◆ Your goal ◆
Rewrite the stretch of the records from the start through the line containing "column 512, row 851", changing "polishing tool" to "buffing tool" and leaving everything else as it is.

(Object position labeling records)
○ ○ ○ ○ ○

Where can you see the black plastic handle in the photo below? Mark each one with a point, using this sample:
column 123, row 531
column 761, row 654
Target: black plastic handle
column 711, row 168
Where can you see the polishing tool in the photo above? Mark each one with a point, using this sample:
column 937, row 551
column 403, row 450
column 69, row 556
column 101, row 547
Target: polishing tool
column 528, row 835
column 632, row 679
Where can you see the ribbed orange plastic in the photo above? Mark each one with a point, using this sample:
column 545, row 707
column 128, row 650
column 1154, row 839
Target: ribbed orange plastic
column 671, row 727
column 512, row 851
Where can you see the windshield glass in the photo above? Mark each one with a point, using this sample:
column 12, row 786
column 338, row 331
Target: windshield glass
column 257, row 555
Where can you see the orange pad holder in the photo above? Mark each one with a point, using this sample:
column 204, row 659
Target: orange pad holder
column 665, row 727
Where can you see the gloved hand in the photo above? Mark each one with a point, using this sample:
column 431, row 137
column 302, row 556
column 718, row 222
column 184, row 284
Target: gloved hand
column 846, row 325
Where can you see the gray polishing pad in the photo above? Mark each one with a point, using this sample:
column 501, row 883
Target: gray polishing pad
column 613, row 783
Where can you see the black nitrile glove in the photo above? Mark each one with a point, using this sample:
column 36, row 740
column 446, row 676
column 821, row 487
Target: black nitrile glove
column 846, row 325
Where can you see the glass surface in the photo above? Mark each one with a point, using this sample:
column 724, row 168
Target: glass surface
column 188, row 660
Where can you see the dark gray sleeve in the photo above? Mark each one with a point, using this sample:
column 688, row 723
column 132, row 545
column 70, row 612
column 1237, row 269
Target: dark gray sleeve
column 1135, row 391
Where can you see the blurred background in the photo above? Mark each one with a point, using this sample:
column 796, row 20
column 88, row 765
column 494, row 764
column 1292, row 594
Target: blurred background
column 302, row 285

○ ○ ○ ○ ○

◆ Written answer ◆
Where can you see the black plastic handle in the photo below? Mark each one with a point, using this sample:
column 123, row 531
column 761, row 654
Target: black plastic handle
column 711, row 168
Where can you see the buffing tool in the photo above? Mark each one with a point, using this sample:
column 937, row 551
column 403, row 450
column 69, row 556
column 101, row 547
Target: buffing tool
column 528, row 835
column 632, row 679
Where can you see the ribbed orange plastic in the photo above? Mark each one with a point, using this sample:
column 545, row 707
column 128, row 650
column 1154, row 839
Target: ribbed orange plastic
column 671, row 727
column 512, row 851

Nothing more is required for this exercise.